■ Обязательные задания ■
1. Что, по словам Гибсона, привез из Японии его приятель?
2. Определите, соответствуют ли тексту следующие утверждения. Для каждого ответьте «да» или «нет» и приведите точную цитату из текста.
(a) Мать Дэтлоу относится к подержанной одежде с отвращением.
(b) Дэтлоу не стала бы платить за старую одежду.
(c) В Японии одежду «секонд-хэнд» считают удачной идеей.
3. Перечислите всех людей и все группы людей, которых упоминают собеседники в тексте. Самих Гибсона и Дэтлоу не включайте.

■ Текст для чтения ■

━━━━━━━━━━━━━━━━━━━━

Граф ноль - Гибсон Уильям - Страница 69
- Предыдущая
- 69/72
- Следующая
У меня есть подозрение, возникшее из разговоров с моими японскими друзьями, что будь то мусор, или «гоми», – в Японии это совсем не так уж желанно. Кто-то мне однажды сказал, что в Японии идея одежды «секонд-хэнд» на самом деле вряд ли может быть названа удачной. Здесь же с этим все о’кей, это даже модно. Можно найти одержимых чудаков от моды, которые готовы платить кокаиновые цены за платья полувековой давности.
ДЭТЛОУ. Я, скажем, заплачу.
ГИБСОН. Ну вот, она заплатит.
ДЭТЛОУ. Но у моей матери подержанная одежда вызывает отвращение.
ГИБСОН. Один мой приятель, ездивший в Японию, привез оттуда несколько чемоданов, набитых тончайшей работы кимоно, просто потому что эти кимоно были «секонд-хэнд». В этом, полагаю, кроется настоящее различие между культурами.

━━━━━━━━━━━━━━━━━━━━

■ Исходные материалы ■
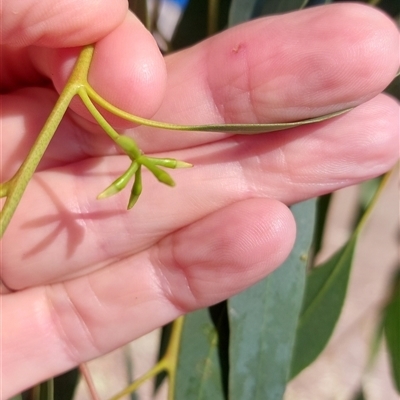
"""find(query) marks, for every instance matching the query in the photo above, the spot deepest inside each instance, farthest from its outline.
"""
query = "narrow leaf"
(263, 321)
(241, 129)
(392, 331)
(199, 372)
(325, 294)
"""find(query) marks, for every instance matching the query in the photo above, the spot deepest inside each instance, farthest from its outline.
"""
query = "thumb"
(61, 23)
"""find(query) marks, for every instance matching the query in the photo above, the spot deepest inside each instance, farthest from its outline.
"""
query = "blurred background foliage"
(252, 345)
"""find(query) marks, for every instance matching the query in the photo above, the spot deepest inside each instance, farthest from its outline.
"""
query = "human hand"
(81, 276)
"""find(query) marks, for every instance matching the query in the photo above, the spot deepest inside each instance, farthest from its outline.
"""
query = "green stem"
(15, 187)
(168, 364)
(18, 184)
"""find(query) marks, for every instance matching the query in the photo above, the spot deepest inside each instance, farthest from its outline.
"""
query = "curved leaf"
(325, 294)
(263, 321)
(392, 331)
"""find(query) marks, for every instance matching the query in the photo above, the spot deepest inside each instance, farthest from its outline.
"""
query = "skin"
(82, 277)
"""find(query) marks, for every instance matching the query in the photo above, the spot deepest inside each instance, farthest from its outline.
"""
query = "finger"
(313, 76)
(283, 68)
(66, 324)
(67, 223)
(61, 24)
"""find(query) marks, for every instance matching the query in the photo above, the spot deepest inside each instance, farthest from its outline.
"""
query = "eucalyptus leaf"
(392, 331)
(325, 294)
(242, 129)
(199, 375)
(263, 321)
(323, 204)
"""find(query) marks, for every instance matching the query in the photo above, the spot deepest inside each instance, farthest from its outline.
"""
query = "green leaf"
(199, 375)
(323, 203)
(325, 294)
(392, 331)
(164, 340)
(263, 321)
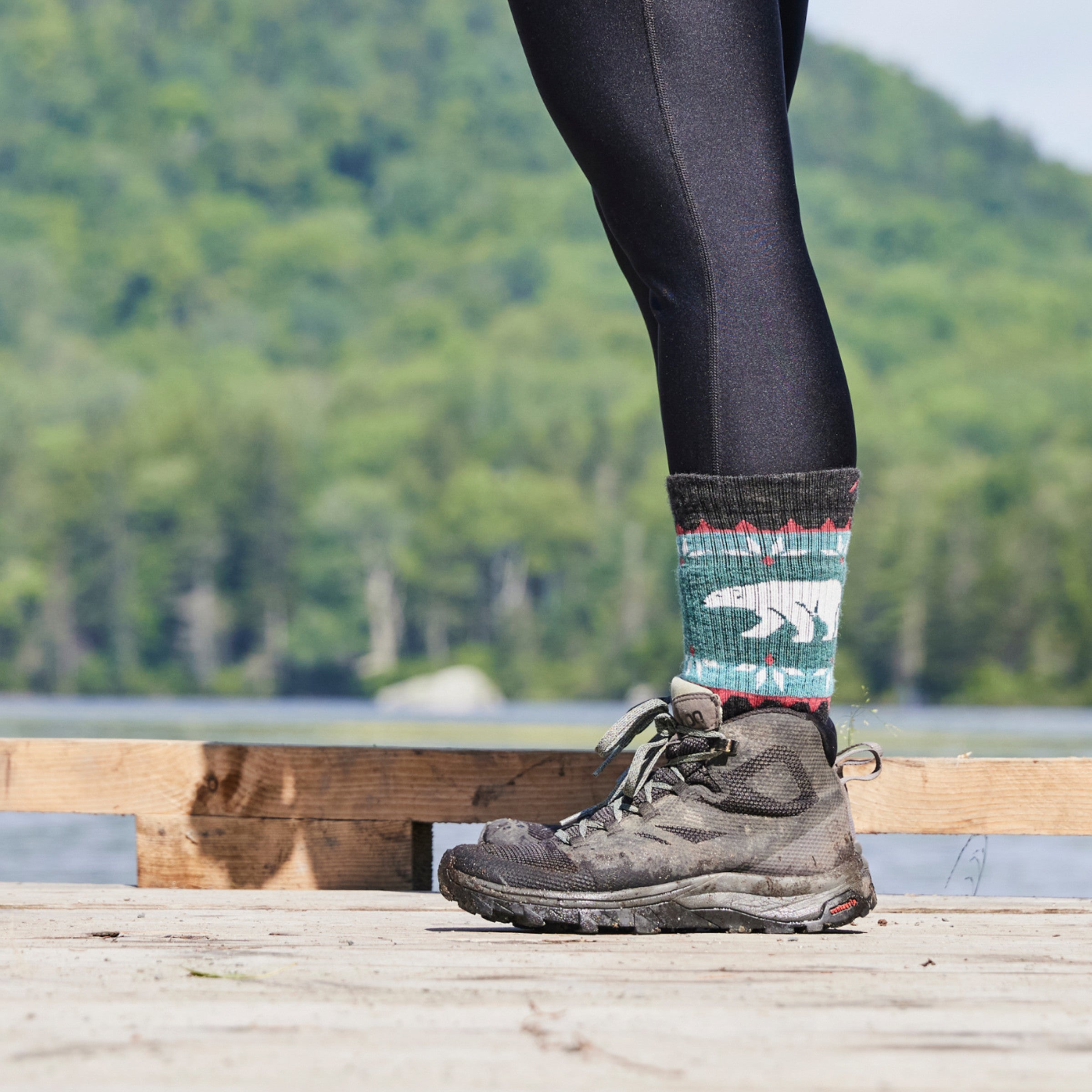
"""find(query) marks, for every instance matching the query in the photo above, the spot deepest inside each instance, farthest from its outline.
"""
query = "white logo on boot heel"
(798, 602)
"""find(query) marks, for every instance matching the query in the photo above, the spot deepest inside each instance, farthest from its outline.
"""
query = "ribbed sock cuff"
(762, 569)
(813, 500)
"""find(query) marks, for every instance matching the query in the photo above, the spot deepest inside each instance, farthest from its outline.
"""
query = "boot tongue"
(694, 706)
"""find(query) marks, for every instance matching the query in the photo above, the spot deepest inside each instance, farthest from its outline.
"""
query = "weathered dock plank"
(400, 991)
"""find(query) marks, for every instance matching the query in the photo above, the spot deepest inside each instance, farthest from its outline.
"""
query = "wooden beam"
(142, 777)
(976, 796)
(151, 778)
(284, 854)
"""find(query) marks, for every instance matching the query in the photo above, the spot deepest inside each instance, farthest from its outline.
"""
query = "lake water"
(102, 849)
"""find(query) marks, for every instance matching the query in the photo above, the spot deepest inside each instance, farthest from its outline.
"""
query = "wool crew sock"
(762, 571)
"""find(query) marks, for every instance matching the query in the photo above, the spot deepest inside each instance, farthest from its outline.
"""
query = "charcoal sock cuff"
(815, 500)
(760, 577)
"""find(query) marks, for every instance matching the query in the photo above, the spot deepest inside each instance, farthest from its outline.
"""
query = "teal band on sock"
(762, 605)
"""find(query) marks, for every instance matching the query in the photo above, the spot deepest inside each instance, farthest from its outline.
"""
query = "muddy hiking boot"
(740, 826)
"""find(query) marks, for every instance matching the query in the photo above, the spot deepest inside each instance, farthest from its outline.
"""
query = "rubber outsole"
(544, 912)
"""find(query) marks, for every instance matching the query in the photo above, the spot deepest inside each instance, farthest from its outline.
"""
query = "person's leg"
(793, 19)
(677, 114)
(733, 816)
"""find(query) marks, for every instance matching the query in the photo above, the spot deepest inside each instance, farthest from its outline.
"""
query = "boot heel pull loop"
(860, 755)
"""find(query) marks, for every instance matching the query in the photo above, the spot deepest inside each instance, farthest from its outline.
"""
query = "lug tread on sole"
(662, 918)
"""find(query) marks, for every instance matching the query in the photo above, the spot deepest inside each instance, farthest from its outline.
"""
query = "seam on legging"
(650, 33)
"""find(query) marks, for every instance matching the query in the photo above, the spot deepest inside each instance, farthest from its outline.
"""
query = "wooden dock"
(118, 989)
(232, 816)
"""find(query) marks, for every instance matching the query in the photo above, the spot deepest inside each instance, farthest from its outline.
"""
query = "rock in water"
(461, 689)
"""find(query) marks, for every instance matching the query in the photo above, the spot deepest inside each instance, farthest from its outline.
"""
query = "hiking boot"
(740, 826)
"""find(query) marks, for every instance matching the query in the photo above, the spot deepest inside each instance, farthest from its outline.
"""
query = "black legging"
(676, 111)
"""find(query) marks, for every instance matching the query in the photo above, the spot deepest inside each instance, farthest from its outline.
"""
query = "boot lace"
(672, 746)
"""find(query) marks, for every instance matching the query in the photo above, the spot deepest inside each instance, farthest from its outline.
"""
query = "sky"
(1028, 63)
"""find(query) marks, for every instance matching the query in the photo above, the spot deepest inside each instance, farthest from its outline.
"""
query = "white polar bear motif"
(798, 602)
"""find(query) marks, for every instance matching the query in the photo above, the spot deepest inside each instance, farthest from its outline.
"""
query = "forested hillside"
(316, 369)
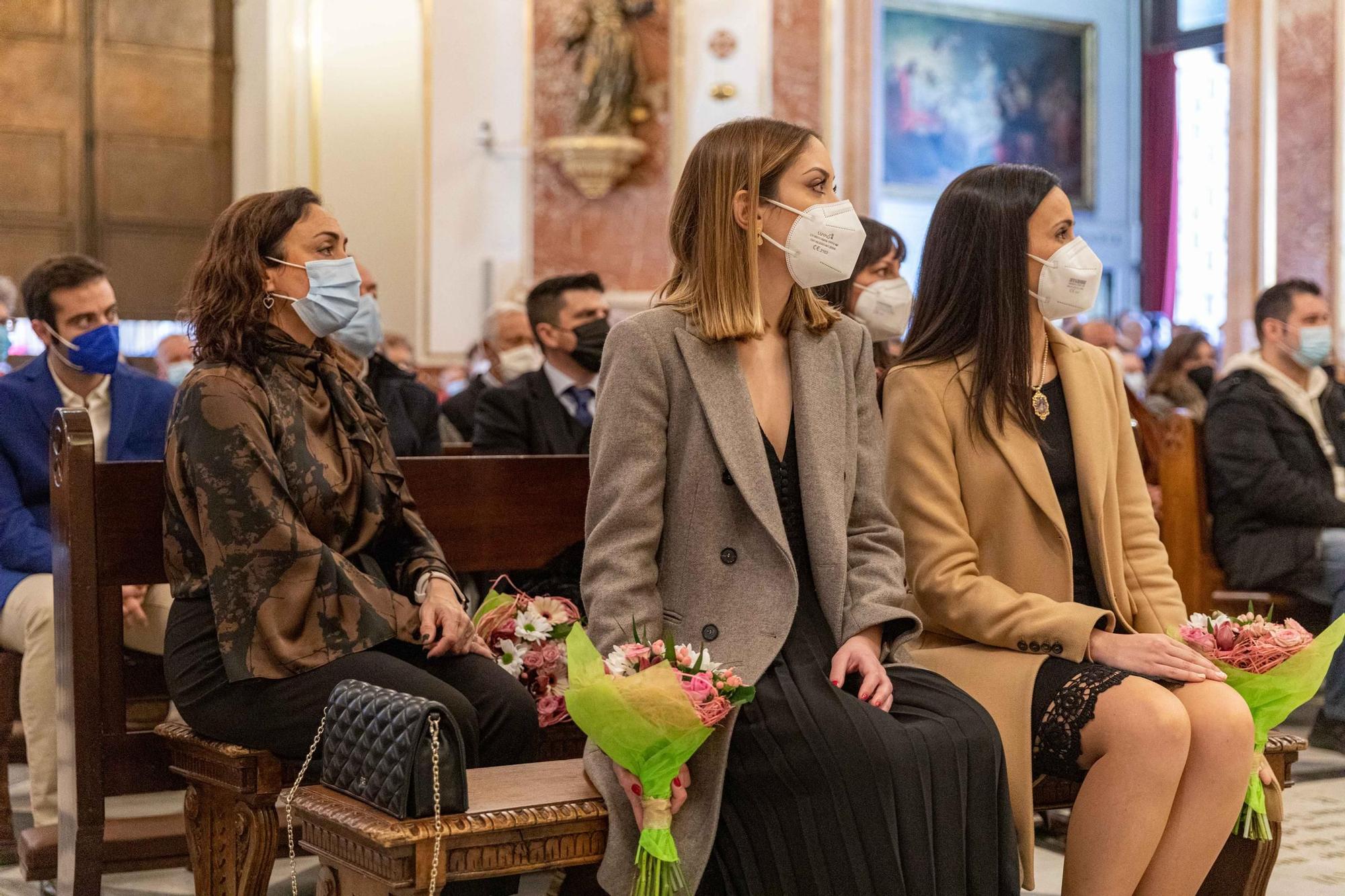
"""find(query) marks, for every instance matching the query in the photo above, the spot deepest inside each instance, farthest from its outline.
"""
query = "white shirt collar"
(562, 381)
(102, 393)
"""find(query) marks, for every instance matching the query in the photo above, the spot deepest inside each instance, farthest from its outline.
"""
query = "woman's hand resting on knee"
(1152, 655)
(446, 627)
(860, 655)
(631, 786)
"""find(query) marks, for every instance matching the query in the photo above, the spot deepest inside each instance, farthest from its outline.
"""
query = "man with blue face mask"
(1276, 446)
(75, 313)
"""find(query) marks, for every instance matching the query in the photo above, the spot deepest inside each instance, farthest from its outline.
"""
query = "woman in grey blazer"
(738, 499)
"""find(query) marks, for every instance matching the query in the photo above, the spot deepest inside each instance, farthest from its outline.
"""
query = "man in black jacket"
(551, 411)
(1276, 442)
(510, 348)
(411, 408)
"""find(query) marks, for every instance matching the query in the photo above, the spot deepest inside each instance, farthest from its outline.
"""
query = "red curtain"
(1159, 184)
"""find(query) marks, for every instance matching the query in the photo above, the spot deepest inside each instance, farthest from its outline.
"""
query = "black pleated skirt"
(827, 794)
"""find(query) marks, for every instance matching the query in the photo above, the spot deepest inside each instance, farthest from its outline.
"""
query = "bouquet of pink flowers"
(528, 637)
(1276, 666)
(650, 706)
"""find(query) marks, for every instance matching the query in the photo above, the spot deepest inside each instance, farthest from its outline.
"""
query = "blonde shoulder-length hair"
(715, 271)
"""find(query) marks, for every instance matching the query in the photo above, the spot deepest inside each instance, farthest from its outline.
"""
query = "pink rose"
(1288, 638)
(1198, 638)
(715, 710)
(700, 688)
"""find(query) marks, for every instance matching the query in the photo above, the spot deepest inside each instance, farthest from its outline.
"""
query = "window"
(1182, 25)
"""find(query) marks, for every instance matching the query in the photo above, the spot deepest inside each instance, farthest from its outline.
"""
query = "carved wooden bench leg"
(232, 838)
(233, 827)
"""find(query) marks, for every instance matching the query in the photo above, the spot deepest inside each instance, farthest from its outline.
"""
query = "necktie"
(583, 400)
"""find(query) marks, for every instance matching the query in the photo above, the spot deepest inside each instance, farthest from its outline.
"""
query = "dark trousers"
(494, 712)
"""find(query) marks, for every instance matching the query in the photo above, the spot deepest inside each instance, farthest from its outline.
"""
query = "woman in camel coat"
(1034, 556)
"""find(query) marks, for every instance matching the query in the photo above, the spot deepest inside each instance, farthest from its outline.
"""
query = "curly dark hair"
(227, 294)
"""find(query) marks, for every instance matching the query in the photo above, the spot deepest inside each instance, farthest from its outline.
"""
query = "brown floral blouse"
(287, 512)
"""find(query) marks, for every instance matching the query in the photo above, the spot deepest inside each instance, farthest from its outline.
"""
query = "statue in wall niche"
(599, 151)
(609, 65)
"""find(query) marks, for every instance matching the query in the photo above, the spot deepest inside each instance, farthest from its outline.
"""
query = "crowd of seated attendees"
(735, 440)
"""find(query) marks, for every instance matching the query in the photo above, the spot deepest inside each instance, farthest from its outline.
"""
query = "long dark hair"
(974, 290)
(225, 299)
(879, 240)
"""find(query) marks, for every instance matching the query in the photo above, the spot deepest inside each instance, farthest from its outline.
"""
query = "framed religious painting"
(964, 88)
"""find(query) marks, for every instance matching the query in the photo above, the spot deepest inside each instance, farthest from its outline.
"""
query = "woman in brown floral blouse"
(294, 548)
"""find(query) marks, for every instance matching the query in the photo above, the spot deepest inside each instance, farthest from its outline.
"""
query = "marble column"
(1286, 153)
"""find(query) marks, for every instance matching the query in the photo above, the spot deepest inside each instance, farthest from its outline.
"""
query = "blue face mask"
(365, 330)
(1315, 346)
(93, 352)
(178, 372)
(333, 294)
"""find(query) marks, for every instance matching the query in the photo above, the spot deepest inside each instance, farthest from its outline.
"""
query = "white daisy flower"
(510, 658)
(532, 626)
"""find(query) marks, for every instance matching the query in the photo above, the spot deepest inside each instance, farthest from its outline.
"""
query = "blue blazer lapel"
(42, 392)
(124, 399)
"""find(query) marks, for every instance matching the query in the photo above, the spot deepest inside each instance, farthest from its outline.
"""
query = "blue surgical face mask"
(178, 370)
(93, 352)
(1315, 346)
(333, 294)
(365, 330)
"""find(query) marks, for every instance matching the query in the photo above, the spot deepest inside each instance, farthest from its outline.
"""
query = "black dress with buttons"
(827, 794)
(1066, 693)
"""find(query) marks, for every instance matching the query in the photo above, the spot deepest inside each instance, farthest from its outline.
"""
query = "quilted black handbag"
(400, 754)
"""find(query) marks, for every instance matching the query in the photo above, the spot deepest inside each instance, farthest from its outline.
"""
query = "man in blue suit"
(75, 313)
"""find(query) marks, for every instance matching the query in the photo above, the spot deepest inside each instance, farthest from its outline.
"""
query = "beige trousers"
(28, 627)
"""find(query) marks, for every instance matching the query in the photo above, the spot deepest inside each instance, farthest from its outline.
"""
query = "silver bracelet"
(423, 585)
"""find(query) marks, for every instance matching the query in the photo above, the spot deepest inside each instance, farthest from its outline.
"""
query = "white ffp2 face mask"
(1070, 280)
(884, 307)
(824, 244)
(518, 361)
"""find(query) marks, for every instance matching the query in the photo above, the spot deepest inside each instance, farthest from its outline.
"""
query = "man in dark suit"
(510, 348)
(410, 407)
(551, 411)
(1276, 454)
(75, 313)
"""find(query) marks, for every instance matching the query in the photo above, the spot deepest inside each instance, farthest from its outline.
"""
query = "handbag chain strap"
(303, 770)
(439, 823)
(290, 807)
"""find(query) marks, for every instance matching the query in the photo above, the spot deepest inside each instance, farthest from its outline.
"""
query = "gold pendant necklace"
(1040, 405)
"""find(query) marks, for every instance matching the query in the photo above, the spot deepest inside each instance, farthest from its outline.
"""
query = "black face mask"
(1203, 377)
(588, 343)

━━━━━━━━━━━━━━━━━━━━

■ Ответы по заданиям ■
1. Несколько чемоданов, набитых тончайшей работы кимоно.

2.
(a) Да: «у моей матери подержанная одежда вызывает отвращение».
(b) Нет: «Я, скажем, заплачу».
(c) Нет: «в Японии идея одежды «секонд-хэнд» на самом деле вряд ли может быть названа удачной».

3.
1. Японские друзья.
2. «Кто-то», кто однажды сказал об одежде «секонд-хэнд» в Японии.
3. Одержимые чудаки от моды.
4. Мать Дэтлоу.
5. Приятель, ездивший в Японию.